# 掲載文
↓

説明

車両用制動力発生装置

【課題】本発明は、簡便な手段で従来の車両用制動力発生装置よりもその形成材料や構成部品の選択の幅が広く、製造コストを低減することができる車両用制動力発生装置を提供することを課題とする。
【解決手段】本発明は、運転者の操作に応じて作動される2つのピストン(第1及び第2ピストン40b、40a)によって液圧を発生させるマスタシリンダ34(液圧発生手段)と、前記液圧発生手段と連通して反力を付与するストロークシミュレータ64(反力付与手段)と、を備える車両用制動力発生装置において、前記2つのピストンのうちの最大の液圧発生値が小さいほうを第1ピストン40bとし、最大の液圧発生値が大きいほうを第2ピストン40aとすると共に、この第1ピストン40bの前方に位置する第1圧縮室56b(液圧室)に前記反力付与手段を連通させたことを特徴とする。

【発明の詳細な説明】
【技術分野】
【0001】
本発明は、車両用制動力発生装置に関し、特に、モータの駆動力によってピストンを軸線方向に駆動することによりブレーキ液圧を発生する車両用制動力発生装置に関する。
【背景技術】
【0002】
バイ・ワイヤ(By Wire)式の車両用制動力発生装置は、運転者のブレーキペダルを介してのブレーキ操作を電気信号に変換し、その信号を利用した電気的制御を行うことで制動力発生手段を作動させて車輪に必要な制動力を加えるものである。
このような車両用制動力発生装置としては、運転者のブレーキ操作力で液圧を発生させる液圧発生手段(マスタシリンダ)と、運転者のブレーキ操作に応じた反力を付与する反力付与手段(ストロークシミュレータ)とを有するものが知られている(例えば、特許文献1ないし3参照)。
【0003】
マスタシリンダは、通常時には、次に説明するストロークシミュレータと協働して擬似的に発生させたブレーキ反力を運転者に付与すると共に、電気的制動の何らかの異常に対応するフェイルセイフ時には、旧来の油圧式のブレーキシステムのマスタシリンダとしても機能する。
ストロークシミュレータは、ハウジングの内部に、マスタシリンダの液圧室に発生させた液圧を一端に受けて移動するピストン部材を反力液圧室に組み込み、そのピストン部材の他端が臨むばね室に、ピストン部材に対してブレーキ操作量に応じた反力を付与するばね部材を収容している。
このようなストロークシミュレータによれば、ブレーキシステムが前記した電気的制動を行う際に、運転者のブレーキ操作量に応じた反力を擬似的に発生させて、この反力を運転者にペダルフィールとして付与することができる。

↑

# 指示 A
上の掲載文によると、フェイルセイフ時のマスタシリンダは何として機能するか。
# 指示 B
上の掲載文のうち、「このような車両用制動力発生装」から「タシリンダとしても機能する。」までを、両端の語句も含めて書き写せ。

# データ抜粋

↓

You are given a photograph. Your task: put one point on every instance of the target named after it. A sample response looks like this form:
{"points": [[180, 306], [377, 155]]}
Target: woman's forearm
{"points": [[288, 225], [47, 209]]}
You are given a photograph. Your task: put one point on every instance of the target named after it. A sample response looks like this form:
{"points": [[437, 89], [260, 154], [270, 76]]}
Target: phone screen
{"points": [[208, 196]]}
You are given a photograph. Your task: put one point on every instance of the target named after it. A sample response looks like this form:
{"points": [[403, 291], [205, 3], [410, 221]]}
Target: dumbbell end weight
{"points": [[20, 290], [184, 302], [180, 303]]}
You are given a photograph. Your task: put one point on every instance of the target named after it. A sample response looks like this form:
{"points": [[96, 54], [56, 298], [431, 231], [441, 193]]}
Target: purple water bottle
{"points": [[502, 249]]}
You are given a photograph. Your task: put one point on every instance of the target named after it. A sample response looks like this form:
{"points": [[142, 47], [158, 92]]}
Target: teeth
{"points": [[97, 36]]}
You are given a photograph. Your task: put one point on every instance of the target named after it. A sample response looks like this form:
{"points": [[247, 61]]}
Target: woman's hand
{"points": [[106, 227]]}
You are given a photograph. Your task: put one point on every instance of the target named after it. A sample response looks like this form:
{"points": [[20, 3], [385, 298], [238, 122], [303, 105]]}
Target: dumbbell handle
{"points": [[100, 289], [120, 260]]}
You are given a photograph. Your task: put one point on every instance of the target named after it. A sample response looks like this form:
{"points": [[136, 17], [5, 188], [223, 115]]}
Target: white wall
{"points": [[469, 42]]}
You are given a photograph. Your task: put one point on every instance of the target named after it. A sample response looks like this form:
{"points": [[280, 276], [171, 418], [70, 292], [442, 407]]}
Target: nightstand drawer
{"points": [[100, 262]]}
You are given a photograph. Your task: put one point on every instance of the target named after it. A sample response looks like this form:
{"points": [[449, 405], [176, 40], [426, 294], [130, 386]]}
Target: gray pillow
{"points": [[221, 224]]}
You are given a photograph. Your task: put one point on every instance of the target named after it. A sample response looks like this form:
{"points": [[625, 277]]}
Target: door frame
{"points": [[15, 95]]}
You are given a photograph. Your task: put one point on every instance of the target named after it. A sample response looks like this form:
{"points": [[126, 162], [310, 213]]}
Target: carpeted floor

↑

# 解答 A
旧来の油圧式のブレーキシステムのマスタシリンダとして機能する。

# 解答 B
このような車両用制動力発生装置としては、運転者のブレーキ操作力で液圧を発生させる液圧発生手段(マスタシリンダ)と、運転者のブレーキ操作に応じた反力を付与する反力付与手段(ストロークシミュレータ)とを有するものが知られている(例えば、特許文献1ないし3参照)。
【0003】
マスタシリンダは、通常時には、次に説明するストロークシミュレータと協働して擬似的に発生させたブレーキ反力を運転者に付与すると共に、電気的制動の何らかの異常に対応するフェイルセイフ時には、旧来の油圧式のブレーキシステムのマスタシリンダとしても機能する。